— start TEXT SECTION —

Reparations arguments call for the kind of general racial classifications that have not been part of public law or finance since the Jim Crow era.
Melvin Urofsky’s new history of affirmative action, The Affirmative Action Puzzle, opens with an old Jewish Joke. Two peasants ask the rabbi to resolve their dispute. After one presents his case, the rabbi says “My son, you are right.” The other makes his pitch, and the rabbi gives the same response. “But,” says the rabbi’s wife, “they can’t both be right.” To which the rabbi replies “You’re right.”
Why this story? Although proponents of race preferences have largely prevailed, there are compelling arguments for and against. Without claiming to offer an exhaustive review of the moral and philosophical quandaries raised by the controversy, the author of this detailed and comprehensive look at the practice of affirmative action does a creditable job of laying out the opposing principles, priorities, rights, and claims implicated in the debate. In the era of “The Great Awokening” and the rise of the “anti-racism” movement triggered by the death of George Floyd in police hands, this is a brave act. Any suggestion that dueling positions on an important racial question deserve thoughtful consideration, careful weighing, and a civil hearing can at best be described as “quaint” and, at worst, as a forbidden thought that deserves extinction. In reminding us that racial issues can be honestly debated, as well as in providing some surprising insights into the present moment, this book makes a valuable contribution to our understanding of a complex, vexed, and highly charged issue.
From Restoration to Diversity
From its inception, affirmative action focused on rectifying a long and sorry history of persecution and discrimination against blacks in virtually all aspects of American life. The enactment of the Civil Rights Act in the early 1960s, which forbade private racial discrimination across many key sectors, brought to a head the issue of whether and when race-preferences were necessary. As the expectation that blacks would take their rightful place in economic and social life was soon stymied, a consensus grew that advancement would require more than the legal command to stop discriminating. Removing, reversing, and undoing the lingering vestiges of the past would also be required.

— end TEXT SECTION —
— start SUPPLIED RECORDS —

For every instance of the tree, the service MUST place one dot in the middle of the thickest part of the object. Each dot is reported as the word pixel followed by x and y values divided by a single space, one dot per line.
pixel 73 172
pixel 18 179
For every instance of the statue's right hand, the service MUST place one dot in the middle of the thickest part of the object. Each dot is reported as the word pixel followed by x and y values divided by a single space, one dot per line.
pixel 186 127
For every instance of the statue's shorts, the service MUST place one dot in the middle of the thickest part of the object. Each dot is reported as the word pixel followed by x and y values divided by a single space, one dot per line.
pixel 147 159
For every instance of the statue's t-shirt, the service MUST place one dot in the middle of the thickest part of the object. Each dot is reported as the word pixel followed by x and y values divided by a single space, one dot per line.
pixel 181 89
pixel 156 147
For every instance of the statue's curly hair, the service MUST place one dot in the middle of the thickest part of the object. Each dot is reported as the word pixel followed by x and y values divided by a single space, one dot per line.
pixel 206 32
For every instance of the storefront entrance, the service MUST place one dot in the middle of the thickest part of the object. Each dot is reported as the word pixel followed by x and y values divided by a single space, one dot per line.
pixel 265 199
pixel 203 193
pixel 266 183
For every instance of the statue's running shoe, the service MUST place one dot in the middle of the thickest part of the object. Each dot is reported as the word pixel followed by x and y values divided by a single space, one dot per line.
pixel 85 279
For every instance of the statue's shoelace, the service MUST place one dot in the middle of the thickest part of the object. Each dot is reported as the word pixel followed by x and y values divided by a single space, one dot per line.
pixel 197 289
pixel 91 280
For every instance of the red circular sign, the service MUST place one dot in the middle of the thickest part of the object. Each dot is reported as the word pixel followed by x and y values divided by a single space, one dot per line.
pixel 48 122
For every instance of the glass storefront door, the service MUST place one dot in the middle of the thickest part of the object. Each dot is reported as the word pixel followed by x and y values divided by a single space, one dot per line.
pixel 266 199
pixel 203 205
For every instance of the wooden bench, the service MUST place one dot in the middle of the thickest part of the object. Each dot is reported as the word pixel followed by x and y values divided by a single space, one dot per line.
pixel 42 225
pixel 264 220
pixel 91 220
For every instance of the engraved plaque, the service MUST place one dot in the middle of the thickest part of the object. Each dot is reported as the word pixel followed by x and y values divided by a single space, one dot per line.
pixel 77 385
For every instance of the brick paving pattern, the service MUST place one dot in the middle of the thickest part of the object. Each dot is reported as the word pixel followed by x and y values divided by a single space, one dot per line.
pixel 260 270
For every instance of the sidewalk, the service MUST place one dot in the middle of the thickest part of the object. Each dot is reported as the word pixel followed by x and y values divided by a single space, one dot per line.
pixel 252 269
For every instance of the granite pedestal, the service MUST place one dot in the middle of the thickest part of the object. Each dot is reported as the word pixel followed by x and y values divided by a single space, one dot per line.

— end SUPPLIED RECORDS —

From the book review, extract word for word the passage that opens with the words containing "From Restoration to" and closes with "also be required.". The listing has no connection to the book review.

RESULT »
From Restoration to Diversity
From its inception, affirmative action focused on rectifying a long and sorry history of persecution and discrimination against blacks in virtually all aspects of American life. The enactment of the Civil Rights Act in the early 1960s, which forbade private racial discrimination across many key sectors, brought to a head the issue of whether and when race-preferences were necessary. As the expectation that blacks would take their rightful place in economic and social life was soon stymied, a consensus grew that advancement would require more than the legal command to stop discriminating. Removing, reversing, and undoing the lingering vestiges of the past would also be required.